TASK BRIEF
Each line from the one that contains "Expected: a point placed on each instance of the concrete" to the end of the material must be quoted exactly; include both end lines and nothing else.

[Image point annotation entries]
※

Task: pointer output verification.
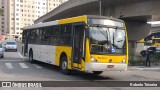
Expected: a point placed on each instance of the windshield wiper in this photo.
(105, 41)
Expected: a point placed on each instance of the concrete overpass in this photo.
(134, 12)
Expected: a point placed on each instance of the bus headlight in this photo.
(93, 59)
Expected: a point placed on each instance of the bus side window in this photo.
(66, 32)
(46, 36)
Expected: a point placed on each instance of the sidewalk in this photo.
(143, 68)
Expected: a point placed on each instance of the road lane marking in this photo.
(37, 66)
(9, 65)
(21, 56)
(23, 65)
(10, 60)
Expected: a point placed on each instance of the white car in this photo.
(1, 51)
(11, 45)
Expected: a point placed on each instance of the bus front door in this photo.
(78, 40)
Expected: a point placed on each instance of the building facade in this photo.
(21, 13)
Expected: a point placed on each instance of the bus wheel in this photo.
(31, 56)
(97, 72)
(64, 66)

※

EXERCISE ANSWER
Expected: a point placed on each instance of the concrete overpass in this photo.
(134, 12)
Expected: a point placed on each instance of the bus headlight in this photo.
(93, 59)
Expected: a point placed on each instance of the bus side window in this photo.
(66, 32)
(46, 36)
Expected: a point placed on each instance of the sidewalk in this photo.
(143, 68)
Expected: a point placed on each instance of the road lane marking in this photo.
(37, 66)
(9, 65)
(21, 56)
(23, 65)
(10, 60)
Expected: a point placed on each instance of the white car in this photo.
(1, 51)
(11, 45)
Expected: a point placed on each instance of the bus front door in this photo.
(78, 40)
Expected: a point placed on each instance of the building facade in this photo.
(21, 13)
Expected: a point placed on each instance of the bus wheel in this photo.
(31, 56)
(97, 72)
(64, 66)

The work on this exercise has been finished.